# Task details:
Your response should consist solely of the lines from the one containing "Target: dark cloud" through the final line of the entries, repeated exactly.

[Stored items from a collection]
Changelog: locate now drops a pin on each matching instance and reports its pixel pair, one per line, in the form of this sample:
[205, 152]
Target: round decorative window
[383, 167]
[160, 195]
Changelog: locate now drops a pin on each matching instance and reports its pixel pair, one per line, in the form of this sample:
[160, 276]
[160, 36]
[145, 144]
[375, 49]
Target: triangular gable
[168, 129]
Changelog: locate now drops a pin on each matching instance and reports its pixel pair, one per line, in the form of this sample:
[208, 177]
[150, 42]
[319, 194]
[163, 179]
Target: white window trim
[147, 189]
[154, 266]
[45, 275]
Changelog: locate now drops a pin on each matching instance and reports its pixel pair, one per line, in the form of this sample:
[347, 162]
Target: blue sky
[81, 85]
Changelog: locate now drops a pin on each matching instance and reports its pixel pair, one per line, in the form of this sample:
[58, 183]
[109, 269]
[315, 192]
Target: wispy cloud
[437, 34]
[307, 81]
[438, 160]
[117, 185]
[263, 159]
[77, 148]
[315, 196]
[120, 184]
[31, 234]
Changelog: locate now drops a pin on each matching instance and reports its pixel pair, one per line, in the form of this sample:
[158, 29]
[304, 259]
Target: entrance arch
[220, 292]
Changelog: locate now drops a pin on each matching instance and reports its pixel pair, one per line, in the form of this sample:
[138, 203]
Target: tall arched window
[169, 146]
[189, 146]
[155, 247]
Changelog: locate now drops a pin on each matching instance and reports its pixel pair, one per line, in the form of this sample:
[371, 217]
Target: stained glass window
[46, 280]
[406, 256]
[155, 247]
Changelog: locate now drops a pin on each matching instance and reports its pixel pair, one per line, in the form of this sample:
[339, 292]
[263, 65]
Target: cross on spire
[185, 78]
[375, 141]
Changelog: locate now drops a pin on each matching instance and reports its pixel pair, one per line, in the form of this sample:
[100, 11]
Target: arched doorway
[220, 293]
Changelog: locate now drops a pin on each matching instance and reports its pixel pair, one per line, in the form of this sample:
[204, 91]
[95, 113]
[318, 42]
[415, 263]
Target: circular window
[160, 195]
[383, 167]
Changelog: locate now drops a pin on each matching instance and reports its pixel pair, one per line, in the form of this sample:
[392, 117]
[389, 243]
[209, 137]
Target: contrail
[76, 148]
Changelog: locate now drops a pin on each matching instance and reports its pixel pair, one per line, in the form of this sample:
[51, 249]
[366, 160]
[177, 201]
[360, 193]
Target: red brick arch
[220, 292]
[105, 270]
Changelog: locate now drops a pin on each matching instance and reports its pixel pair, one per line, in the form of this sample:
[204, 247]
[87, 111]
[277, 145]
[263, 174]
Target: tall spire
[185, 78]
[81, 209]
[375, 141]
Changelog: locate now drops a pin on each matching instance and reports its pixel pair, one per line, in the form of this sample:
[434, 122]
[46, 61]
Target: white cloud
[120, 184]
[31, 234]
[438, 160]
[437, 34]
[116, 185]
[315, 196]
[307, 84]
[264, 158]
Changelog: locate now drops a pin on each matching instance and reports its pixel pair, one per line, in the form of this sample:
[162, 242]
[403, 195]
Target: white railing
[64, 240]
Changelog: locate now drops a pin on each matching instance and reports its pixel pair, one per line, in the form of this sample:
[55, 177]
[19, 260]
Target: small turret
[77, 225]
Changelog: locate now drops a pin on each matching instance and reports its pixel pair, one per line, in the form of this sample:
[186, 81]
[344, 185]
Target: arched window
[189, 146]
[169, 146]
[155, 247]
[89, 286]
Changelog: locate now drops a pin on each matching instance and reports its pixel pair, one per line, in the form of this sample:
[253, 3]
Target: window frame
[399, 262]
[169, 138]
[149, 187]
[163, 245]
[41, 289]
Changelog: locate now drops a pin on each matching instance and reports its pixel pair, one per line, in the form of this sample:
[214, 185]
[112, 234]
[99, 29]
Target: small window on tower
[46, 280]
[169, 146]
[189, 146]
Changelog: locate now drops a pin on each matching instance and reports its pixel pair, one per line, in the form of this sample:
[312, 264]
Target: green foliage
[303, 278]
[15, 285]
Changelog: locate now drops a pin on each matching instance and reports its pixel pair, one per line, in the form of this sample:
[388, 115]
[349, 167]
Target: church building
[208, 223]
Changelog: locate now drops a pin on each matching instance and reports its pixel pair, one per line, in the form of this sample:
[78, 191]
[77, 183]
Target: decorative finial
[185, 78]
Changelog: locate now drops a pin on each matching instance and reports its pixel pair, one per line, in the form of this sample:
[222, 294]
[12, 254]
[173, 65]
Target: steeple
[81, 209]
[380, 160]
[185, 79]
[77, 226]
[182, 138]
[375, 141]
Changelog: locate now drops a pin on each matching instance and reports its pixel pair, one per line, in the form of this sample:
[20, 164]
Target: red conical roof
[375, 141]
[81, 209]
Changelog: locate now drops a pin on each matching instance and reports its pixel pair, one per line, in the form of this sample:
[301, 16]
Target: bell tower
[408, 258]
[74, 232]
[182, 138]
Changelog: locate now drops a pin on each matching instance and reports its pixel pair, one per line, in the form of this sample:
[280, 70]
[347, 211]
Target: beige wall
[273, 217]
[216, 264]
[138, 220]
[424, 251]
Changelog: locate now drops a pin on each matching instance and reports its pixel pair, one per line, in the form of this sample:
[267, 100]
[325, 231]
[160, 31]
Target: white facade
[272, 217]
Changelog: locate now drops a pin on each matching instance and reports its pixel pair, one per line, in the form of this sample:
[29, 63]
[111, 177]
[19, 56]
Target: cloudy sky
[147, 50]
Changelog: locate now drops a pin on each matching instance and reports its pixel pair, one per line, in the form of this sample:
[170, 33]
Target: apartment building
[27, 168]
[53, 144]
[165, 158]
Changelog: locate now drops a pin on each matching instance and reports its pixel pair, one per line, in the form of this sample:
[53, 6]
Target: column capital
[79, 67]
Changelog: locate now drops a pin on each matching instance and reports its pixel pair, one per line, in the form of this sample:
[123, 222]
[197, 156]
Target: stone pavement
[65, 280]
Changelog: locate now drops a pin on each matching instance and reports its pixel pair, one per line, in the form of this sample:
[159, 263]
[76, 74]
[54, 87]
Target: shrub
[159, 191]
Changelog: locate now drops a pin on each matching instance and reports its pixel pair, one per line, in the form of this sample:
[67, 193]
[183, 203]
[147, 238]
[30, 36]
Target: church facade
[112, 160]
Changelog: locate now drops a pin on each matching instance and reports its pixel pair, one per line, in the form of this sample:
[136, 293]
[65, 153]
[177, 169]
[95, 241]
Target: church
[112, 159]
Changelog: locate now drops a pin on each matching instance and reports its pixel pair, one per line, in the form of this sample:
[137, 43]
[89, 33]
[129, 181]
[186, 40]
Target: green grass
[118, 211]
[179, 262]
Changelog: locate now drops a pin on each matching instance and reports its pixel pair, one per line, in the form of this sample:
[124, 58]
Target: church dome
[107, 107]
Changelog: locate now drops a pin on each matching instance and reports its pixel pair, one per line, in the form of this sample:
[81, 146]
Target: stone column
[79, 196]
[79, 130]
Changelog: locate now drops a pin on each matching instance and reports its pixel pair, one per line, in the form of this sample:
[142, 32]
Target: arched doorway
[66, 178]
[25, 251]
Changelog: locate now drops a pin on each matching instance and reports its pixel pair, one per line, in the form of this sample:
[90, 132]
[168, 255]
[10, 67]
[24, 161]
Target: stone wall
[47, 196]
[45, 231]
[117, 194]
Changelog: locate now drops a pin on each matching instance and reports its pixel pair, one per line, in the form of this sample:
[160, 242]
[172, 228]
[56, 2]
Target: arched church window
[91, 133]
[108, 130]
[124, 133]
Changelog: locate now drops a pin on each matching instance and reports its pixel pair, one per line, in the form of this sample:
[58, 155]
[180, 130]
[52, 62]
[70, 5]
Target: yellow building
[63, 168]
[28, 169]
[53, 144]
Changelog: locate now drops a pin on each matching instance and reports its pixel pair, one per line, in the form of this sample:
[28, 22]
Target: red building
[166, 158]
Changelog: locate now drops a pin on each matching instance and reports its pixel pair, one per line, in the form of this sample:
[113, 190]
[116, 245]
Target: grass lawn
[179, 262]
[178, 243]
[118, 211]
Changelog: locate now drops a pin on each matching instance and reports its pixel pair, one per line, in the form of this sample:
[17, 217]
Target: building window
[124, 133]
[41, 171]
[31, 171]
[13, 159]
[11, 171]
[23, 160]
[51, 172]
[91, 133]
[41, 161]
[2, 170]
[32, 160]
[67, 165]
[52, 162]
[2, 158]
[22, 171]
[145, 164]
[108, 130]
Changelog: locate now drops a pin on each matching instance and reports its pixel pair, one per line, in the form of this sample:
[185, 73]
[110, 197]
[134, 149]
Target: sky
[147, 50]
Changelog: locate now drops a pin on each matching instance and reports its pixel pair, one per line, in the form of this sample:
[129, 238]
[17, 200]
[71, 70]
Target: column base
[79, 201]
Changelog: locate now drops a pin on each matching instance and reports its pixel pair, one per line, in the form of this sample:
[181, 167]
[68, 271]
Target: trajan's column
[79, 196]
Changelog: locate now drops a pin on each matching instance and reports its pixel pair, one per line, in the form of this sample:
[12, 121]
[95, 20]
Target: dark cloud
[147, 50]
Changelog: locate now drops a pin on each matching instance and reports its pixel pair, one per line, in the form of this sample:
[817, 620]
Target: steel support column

# Expected answer:
Target: dark cloud
[147, 50]
Changelog: locate now drops a pin on each matching instance and reports its pixel pair, one per line, in the form of this sample:
[817, 620]
Target: steel support column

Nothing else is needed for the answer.